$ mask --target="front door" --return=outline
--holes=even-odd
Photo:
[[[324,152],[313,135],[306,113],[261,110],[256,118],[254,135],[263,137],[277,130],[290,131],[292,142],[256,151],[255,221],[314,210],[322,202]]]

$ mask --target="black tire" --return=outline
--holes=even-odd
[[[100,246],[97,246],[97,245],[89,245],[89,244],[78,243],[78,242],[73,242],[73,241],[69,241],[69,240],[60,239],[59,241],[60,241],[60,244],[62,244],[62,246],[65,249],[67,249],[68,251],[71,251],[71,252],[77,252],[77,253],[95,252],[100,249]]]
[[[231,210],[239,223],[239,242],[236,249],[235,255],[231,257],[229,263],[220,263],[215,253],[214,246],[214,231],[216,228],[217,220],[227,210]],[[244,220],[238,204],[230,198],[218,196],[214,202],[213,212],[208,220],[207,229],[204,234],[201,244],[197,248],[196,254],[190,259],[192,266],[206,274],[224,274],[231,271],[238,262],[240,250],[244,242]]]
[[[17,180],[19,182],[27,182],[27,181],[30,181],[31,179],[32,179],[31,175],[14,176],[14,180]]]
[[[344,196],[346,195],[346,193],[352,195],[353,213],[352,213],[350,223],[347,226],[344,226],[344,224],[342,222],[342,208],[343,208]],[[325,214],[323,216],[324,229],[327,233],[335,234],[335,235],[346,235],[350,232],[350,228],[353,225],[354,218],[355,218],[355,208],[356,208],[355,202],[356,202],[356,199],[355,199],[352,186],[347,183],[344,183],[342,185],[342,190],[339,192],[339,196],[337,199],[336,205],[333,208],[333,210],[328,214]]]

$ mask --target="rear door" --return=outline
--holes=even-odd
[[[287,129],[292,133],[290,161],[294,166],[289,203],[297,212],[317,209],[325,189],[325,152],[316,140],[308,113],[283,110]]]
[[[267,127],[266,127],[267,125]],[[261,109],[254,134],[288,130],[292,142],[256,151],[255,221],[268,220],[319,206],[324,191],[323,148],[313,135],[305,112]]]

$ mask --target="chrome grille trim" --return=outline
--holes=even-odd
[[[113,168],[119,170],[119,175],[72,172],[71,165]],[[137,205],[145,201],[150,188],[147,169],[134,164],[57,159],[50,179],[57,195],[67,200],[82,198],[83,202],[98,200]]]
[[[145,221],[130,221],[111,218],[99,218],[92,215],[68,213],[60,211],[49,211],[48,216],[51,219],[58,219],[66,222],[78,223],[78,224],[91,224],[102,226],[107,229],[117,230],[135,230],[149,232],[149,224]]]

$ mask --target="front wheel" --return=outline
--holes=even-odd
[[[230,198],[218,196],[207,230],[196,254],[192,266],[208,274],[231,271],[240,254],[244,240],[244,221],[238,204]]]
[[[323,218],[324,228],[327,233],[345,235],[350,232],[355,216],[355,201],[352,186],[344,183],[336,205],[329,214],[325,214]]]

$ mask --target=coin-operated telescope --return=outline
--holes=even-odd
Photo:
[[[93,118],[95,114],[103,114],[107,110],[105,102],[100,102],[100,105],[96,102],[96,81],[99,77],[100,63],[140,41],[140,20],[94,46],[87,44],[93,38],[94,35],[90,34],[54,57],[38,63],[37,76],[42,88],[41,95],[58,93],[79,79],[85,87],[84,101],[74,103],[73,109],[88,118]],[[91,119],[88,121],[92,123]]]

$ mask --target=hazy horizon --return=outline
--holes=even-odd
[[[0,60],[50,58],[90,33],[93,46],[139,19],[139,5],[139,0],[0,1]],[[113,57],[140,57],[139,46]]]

YOUR INSTRUCTIONS →
Quote all the records. Keep every word exact.

ANSWER FOR THIS EXERCISE →
$ mask --target="front door" --return=outline
--holes=even-odd
Photo:
[[[324,152],[313,135],[306,113],[261,110],[256,118],[254,135],[263,137],[277,130],[290,131],[292,142],[256,151],[255,221],[314,210],[322,202]]]

$ mask --target="black tire" --return=outline
--holes=even-odd
[[[100,246],[97,246],[97,245],[89,245],[89,244],[78,243],[78,242],[73,242],[73,241],[69,241],[69,240],[60,239],[59,241],[60,241],[60,244],[62,244],[62,246],[65,249],[67,249],[68,251],[71,251],[71,252],[77,252],[77,253],[95,252],[100,249]]]
[[[231,210],[239,223],[239,242],[236,249],[235,255],[231,257],[229,263],[220,263],[215,253],[214,246],[214,231],[216,228],[217,220],[227,210]],[[244,220],[238,204],[230,198],[218,196],[214,202],[213,212],[208,220],[207,229],[204,234],[201,244],[197,248],[196,254],[190,259],[192,266],[206,274],[224,274],[231,271],[238,262],[240,250],[244,242]]]
[[[17,180],[19,182],[27,182],[27,181],[30,181],[31,179],[32,179],[31,175],[14,176],[14,180]]]
[[[344,196],[346,195],[346,193],[352,195],[353,213],[352,213],[350,223],[347,226],[344,226],[344,224],[342,222],[342,208],[343,208]],[[325,214],[323,216],[324,229],[327,233],[335,234],[335,235],[346,235],[350,232],[350,228],[353,225],[354,218],[355,218],[355,208],[356,208],[355,202],[356,202],[356,199],[355,199],[352,186],[347,183],[344,183],[342,185],[342,190],[339,192],[339,196],[337,199],[336,205],[333,208],[333,210],[328,214]]]

$ mask --target="rear door" --return=outline
--holes=even-odd
[[[287,129],[292,133],[290,161],[294,166],[289,203],[297,212],[317,209],[325,189],[325,152],[316,140],[308,113],[283,110]]]
[[[267,127],[266,127],[267,125]],[[261,109],[254,134],[288,130],[292,142],[256,151],[255,221],[268,220],[319,206],[324,191],[323,148],[313,135],[305,112]]]

$ mask --target="chrome grille trim" --return=outline
--holes=even-odd
[[[113,168],[119,170],[119,175],[72,172],[71,165]],[[137,205],[145,201],[150,188],[147,169],[134,164],[57,159],[50,179],[57,195],[67,200],[82,198],[83,202],[98,200]]]
[[[145,221],[130,221],[111,218],[99,218],[92,215],[68,213],[60,211],[49,211],[48,216],[51,219],[58,219],[66,222],[78,223],[78,224],[91,224],[102,226],[107,229],[117,230],[135,230],[149,232],[149,224]]]

$ mask --target="front wheel" --return=outline
--holes=even-odd
[[[230,198],[218,196],[207,230],[196,254],[192,266],[208,274],[231,271],[240,254],[244,240],[244,221],[238,204]]]
[[[323,218],[324,228],[327,233],[345,235],[350,232],[355,216],[355,201],[352,186],[344,183],[336,205],[329,214],[325,214]]]

$ mask --target=coin-operated telescope --return=outline
--holes=even-odd
Photo:
[[[93,118],[95,114],[103,114],[107,110],[105,102],[100,102],[100,105],[96,102],[96,81],[99,77],[100,63],[140,41],[140,20],[94,46],[87,44],[93,38],[94,35],[90,34],[54,57],[38,63],[37,76],[42,88],[41,95],[58,93],[79,79],[85,87],[84,101],[74,103],[73,109],[88,118]],[[91,119],[88,121],[92,123]]]

$ mask --target=hazy horizon --return=outline
--holes=even-odd
[[[0,60],[50,58],[90,33],[93,46],[139,19],[139,5],[139,0],[0,1]],[[113,57],[140,57],[139,46]]]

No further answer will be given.